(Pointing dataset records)
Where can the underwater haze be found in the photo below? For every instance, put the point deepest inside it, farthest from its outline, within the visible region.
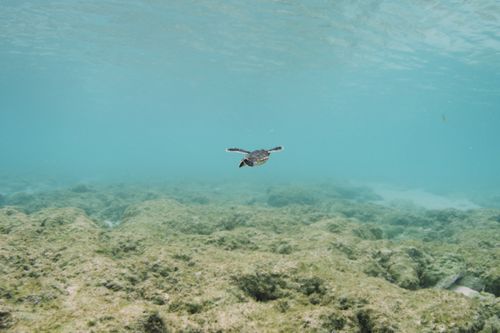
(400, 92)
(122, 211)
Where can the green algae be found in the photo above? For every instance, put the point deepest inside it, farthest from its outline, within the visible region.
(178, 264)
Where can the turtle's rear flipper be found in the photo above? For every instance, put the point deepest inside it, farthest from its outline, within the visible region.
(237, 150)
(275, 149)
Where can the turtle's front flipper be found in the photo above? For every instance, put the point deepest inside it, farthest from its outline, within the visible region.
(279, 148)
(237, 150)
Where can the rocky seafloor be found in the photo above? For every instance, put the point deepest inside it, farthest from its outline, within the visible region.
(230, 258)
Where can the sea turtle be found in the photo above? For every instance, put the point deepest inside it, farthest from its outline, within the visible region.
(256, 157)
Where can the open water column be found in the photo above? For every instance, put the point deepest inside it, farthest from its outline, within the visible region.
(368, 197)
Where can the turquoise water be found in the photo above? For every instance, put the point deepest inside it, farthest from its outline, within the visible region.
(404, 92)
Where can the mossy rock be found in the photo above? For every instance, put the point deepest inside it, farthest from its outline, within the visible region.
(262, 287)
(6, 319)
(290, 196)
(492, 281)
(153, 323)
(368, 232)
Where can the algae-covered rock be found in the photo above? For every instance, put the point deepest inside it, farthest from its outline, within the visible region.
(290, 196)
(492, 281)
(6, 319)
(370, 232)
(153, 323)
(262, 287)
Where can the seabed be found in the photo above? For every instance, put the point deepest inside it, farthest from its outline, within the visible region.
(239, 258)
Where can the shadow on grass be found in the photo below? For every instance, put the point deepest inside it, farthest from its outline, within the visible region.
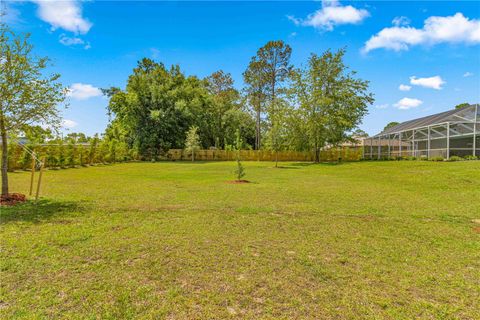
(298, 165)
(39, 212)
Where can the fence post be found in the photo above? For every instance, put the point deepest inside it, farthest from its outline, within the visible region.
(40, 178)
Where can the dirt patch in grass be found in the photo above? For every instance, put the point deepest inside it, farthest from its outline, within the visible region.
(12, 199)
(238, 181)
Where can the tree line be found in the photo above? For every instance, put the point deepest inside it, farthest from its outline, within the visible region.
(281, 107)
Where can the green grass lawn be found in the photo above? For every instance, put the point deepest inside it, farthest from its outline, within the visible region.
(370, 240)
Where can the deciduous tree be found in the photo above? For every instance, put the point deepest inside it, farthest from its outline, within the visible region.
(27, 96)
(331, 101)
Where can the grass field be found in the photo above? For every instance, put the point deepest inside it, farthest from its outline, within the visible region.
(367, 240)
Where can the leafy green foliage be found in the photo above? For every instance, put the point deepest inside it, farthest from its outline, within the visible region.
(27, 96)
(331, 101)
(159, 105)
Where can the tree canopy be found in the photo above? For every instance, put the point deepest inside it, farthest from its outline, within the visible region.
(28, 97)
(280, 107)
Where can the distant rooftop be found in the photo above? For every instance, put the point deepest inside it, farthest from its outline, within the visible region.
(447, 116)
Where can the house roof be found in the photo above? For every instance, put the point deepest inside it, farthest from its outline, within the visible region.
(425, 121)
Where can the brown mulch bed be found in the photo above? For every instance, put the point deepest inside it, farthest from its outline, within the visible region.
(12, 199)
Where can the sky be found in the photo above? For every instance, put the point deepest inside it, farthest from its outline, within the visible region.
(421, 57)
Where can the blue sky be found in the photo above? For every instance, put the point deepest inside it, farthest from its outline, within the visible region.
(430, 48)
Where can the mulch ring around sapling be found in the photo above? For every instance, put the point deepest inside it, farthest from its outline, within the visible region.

WHAT TO WORK ON.
Transcribe every entry word for word, but skip the pictures.

TASK SOLUTION.
Where can the underwater haze be found in the photo below? For every instance, put the point deepest inside it, farthest from its outline, within the visible region.
(400, 92)
(122, 211)
Where can the green algae be found in the photo above? For every instance, put the point deepest inside it, farthest from its outline, within the visible region.
(178, 264)
Where can the turtle's rear flipper be found in the photo above? For every instance, put the point deepest inside it, farthest from its outline, within the visible region.
(237, 150)
(275, 149)
Where can the turtle's front flipper be found in the photo above? For every instance, put the point deepest inside it, farthest from its outline, within the visible region.
(279, 148)
(237, 150)
Where can the rocky seafloor be found in the photo above? For every instance, put the point deepest inside it, farthest from its outline, within the visible region.
(230, 258)
Where can the sea turtle be found in the photo above? For every instance, put the point deepest inside it, farthest from its outline, within the visible region.
(256, 157)
Where can the open water column be found in the photo above? For every instance, put the point deepest inside it, farthest from its outline, within the visible region.
(368, 197)
Where can the turquoise water be found in the photo above? For every instance, put the point deepest inside it, farthest from its outline, within the visible region.
(404, 92)
Where can the mossy rock be found in the photo above? For every instance, put the point deepest inside it, farthest from its outline, within the visible region.
(262, 287)
(6, 319)
(290, 196)
(492, 281)
(153, 323)
(368, 232)
Where can the algae-covered rock be found in the photo above? For every instance, put the point deepest inside it, farthest from its outline, within the visible region.
(290, 196)
(492, 281)
(6, 319)
(370, 232)
(153, 323)
(262, 287)
Where can the seabed be found in the photo above? For every instance, put the point deepest inside it, farthest from its outline, within the visible region.
(239, 258)
Where can the shadow on grass be found in the photo below? For every instance, put the point deepest inside it, farthest from its outline, within the visible region.
(298, 165)
(39, 212)
Where can the fence post be found in the photo above? For every instance, put the point deepest inside it, farthest from its outline, within the visible region.
(40, 178)
Where can the dirt patch in grass be found in the photo above? For every instance, put the point deepest inside it, farthest from its outline, within the visible region.
(12, 199)
(238, 181)
Where can the tree line be found in the photo above? For every instance, put the point deepest inside it, farthest from its outline, within the visible region.
(281, 107)
Where can the green grass lawn be found in the photo above? For every instance, put the point deepest inside it, farthest from its outline, within the visible region.
(370, 240)
Where can the deciduous tree be found in the photo above? For every instance, put the point deepest inside it, farthest from its outline, within the visible region.
(27, 96)
(331, 101)
Where can the grass field be found in the photo above? For every instance, put the point deepest inside it, farthest from its outline, within the visible region.
(367, 240)
Where can the leafy green foliage be found in the photo above? For every instance, put the point deepest inside it, farthest from its outline, within the visible region.
(27, 96)
(331, 101)
(159, 105)
Where can the tree canopy be found in the photo above? For every instance, put the point deepest inside it, farthest from its outline, within the visible region.
(28, 97)
(280, 107)
Where can the distant rooftop be found in the photo above? For every instance, put the point deepest inside it, farthest from its outline, within the visible region.
(447, 116)
Where can the house roof be found in the photo above? For every instance, put the point deepest inside it, farthest from its outline, within the visible region.
(425, 121)
Where can the brown mulch bed be found in the photo above? For every instance, put the point deepest inside it, farthest from its outline, within the visible region.
(12, 199)
Where can the sky be found in the photo above? For every instance, put the point deepest inside it, farthest from its outline, within the visible region.
(421, 57)
Where can the blue sky be found in the photo above? For every instance, put the point deepest inside it, farthest from its outline, within the visible region.
(430, 48)
Where can the mulch ring around sapling be found in the photo above? For every instance, put the point deepest inside it, farthest from its outline, within the visible region.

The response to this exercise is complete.